* What the exercise asks:
Extract every line from the records below that contains the word "driftwood".

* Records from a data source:
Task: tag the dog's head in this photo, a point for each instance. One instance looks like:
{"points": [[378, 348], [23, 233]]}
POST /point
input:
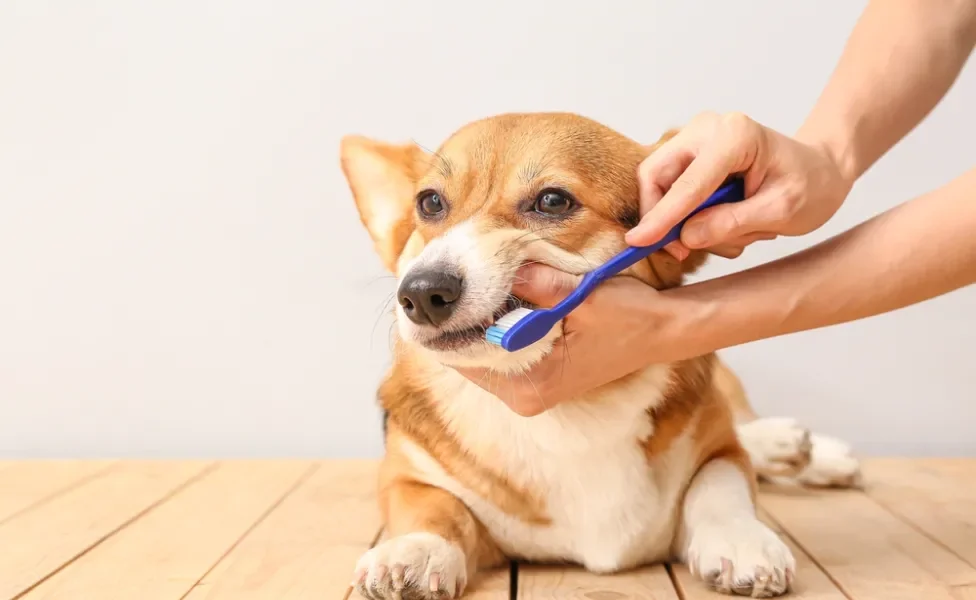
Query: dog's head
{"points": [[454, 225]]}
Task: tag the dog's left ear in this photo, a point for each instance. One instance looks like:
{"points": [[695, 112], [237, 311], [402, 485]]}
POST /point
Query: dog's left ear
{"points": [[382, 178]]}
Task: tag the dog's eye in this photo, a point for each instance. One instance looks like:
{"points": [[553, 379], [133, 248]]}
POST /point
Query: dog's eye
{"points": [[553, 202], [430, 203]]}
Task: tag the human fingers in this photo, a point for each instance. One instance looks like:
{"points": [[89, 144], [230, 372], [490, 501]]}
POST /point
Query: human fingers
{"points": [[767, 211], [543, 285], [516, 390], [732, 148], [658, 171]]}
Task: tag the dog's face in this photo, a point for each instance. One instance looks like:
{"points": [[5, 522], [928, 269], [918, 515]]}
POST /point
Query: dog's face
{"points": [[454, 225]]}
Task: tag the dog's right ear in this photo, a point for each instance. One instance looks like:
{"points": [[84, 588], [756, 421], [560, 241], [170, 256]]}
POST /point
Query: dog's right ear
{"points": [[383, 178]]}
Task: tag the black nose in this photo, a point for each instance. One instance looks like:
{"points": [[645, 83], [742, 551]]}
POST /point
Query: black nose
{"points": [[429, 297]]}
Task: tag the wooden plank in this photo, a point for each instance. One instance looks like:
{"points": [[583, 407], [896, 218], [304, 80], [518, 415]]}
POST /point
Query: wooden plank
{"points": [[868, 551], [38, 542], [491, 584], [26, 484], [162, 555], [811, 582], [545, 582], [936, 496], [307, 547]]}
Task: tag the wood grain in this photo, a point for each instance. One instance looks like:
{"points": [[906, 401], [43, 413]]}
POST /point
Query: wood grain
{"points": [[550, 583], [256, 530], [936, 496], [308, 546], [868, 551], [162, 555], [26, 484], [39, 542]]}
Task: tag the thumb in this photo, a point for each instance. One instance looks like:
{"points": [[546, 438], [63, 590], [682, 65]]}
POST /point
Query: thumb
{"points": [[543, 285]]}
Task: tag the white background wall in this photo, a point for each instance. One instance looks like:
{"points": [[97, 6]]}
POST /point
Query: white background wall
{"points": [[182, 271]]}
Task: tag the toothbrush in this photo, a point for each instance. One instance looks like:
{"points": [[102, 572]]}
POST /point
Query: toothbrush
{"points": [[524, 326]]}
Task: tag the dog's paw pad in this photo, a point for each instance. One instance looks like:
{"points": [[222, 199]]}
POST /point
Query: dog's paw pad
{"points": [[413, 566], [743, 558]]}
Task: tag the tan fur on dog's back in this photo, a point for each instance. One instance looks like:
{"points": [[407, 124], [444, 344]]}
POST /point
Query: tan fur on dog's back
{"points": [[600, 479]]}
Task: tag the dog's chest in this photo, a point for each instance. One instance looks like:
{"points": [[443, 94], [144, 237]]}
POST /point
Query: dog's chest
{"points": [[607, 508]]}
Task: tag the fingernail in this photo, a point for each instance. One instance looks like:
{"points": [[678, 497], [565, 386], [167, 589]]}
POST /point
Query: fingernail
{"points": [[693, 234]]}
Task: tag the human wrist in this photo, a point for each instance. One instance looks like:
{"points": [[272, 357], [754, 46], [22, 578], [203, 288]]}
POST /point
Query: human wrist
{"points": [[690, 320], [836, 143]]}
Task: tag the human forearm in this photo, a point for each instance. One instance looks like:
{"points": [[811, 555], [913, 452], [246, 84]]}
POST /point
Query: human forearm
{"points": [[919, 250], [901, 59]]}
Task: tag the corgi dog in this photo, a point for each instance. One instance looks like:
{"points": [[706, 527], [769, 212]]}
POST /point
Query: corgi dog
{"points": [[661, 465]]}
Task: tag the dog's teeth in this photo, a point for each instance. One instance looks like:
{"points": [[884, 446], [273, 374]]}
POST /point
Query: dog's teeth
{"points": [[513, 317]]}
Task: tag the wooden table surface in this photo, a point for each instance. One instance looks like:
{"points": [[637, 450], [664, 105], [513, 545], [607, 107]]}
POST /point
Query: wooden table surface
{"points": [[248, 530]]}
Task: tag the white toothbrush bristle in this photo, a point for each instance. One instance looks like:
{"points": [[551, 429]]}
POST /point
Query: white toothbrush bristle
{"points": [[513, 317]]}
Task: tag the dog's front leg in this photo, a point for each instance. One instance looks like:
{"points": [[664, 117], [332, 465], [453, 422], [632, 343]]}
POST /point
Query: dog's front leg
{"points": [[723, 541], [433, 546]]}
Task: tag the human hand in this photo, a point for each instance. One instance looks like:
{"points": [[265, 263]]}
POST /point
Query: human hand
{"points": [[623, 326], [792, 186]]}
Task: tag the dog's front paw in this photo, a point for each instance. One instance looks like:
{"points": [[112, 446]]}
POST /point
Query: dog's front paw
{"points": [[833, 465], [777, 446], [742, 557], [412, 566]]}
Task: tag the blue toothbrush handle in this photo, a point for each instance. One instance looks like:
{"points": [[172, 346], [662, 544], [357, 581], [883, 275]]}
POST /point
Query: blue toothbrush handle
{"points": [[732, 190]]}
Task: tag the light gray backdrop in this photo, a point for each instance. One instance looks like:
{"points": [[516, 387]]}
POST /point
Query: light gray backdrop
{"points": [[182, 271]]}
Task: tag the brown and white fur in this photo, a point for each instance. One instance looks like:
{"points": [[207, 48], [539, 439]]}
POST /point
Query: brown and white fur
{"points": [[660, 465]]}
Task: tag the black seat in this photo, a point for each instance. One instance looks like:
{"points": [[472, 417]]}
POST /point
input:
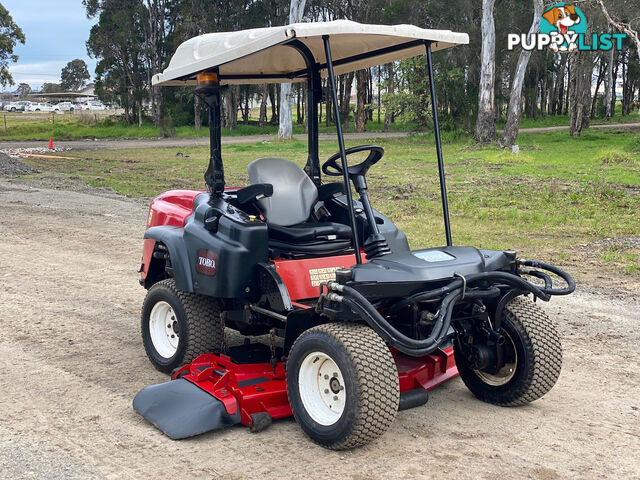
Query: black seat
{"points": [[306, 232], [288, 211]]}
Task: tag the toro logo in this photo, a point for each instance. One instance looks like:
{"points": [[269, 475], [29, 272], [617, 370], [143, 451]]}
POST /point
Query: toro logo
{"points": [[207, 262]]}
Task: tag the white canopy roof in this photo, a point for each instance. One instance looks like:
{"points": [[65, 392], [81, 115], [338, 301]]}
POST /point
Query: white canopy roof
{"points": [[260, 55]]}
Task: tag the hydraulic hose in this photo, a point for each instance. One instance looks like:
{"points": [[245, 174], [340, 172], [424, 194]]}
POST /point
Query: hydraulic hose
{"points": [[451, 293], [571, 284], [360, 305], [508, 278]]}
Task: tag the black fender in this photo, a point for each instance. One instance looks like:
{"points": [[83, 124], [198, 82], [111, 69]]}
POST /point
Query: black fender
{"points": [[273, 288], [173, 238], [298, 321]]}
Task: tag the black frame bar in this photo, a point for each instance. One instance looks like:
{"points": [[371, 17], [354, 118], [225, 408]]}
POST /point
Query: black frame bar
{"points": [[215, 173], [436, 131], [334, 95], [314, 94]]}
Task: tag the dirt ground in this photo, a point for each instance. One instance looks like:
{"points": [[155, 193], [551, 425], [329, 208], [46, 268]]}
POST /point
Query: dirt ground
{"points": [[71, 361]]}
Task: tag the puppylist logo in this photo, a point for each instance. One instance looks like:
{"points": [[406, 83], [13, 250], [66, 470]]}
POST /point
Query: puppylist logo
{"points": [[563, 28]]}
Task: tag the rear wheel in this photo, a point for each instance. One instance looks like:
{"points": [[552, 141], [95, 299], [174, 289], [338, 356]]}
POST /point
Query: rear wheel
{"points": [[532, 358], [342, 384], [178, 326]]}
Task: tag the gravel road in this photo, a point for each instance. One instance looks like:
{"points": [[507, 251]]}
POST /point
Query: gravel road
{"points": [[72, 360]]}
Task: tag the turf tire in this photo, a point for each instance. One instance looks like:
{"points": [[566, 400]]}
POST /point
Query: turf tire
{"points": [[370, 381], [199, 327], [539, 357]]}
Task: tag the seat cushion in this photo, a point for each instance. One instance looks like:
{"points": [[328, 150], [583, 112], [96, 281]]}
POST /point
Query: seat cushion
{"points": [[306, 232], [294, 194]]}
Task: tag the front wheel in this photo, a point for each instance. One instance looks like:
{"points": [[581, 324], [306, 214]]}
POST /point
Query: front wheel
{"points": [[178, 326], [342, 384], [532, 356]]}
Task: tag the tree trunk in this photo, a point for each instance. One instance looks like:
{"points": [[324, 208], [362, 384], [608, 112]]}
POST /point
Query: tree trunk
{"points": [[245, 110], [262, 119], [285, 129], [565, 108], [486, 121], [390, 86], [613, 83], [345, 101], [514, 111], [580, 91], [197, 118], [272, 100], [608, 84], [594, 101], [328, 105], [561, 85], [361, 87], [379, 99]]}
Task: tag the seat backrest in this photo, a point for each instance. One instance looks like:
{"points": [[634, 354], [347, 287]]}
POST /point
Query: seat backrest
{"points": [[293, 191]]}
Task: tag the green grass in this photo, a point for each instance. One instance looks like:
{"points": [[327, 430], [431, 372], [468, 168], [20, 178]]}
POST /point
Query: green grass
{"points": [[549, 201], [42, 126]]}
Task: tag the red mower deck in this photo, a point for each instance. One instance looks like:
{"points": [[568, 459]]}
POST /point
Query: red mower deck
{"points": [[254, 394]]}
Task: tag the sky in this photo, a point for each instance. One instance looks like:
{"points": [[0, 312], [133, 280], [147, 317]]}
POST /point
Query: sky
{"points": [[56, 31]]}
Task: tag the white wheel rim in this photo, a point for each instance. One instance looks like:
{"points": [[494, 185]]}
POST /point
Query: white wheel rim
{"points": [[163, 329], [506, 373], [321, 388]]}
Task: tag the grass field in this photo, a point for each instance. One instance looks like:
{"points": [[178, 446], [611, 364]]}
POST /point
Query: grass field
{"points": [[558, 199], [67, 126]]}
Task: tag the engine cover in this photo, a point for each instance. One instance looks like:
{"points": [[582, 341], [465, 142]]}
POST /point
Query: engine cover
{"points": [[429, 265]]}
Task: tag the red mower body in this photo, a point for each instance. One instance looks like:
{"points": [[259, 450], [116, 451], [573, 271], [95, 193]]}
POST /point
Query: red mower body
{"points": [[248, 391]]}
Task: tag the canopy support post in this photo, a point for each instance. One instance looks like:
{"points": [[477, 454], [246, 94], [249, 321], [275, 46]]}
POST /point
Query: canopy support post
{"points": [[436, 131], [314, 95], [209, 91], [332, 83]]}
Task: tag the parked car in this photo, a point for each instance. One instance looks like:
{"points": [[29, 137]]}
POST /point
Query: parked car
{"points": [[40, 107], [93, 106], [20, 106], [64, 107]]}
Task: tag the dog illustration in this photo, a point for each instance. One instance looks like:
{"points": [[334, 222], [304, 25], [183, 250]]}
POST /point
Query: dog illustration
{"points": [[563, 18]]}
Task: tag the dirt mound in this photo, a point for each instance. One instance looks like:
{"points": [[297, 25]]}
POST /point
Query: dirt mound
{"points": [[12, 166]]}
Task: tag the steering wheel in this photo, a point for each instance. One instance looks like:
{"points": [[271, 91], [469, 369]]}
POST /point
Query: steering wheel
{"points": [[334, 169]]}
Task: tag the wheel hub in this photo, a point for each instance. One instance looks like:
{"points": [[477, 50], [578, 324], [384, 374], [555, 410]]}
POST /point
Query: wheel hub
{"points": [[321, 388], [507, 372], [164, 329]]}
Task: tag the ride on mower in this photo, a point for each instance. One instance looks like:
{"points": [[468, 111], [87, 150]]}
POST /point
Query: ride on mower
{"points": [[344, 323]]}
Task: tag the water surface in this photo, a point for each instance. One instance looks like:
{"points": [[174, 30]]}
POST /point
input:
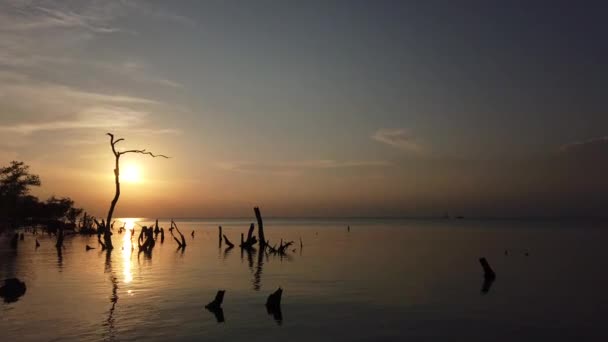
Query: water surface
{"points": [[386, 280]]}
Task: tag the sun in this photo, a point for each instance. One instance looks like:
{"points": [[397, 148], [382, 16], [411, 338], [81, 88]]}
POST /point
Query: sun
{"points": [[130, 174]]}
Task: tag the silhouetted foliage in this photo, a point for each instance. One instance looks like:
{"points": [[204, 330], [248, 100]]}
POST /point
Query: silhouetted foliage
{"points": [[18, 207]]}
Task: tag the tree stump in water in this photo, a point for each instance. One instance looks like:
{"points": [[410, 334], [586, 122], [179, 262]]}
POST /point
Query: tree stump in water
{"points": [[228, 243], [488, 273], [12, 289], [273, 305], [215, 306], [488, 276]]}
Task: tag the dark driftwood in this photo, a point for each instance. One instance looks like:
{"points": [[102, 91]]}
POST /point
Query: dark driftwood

* Written solution:
Task: tag the dark driftwood in this photo, a point for each instance. One instance looks like:
Query: dark driftwood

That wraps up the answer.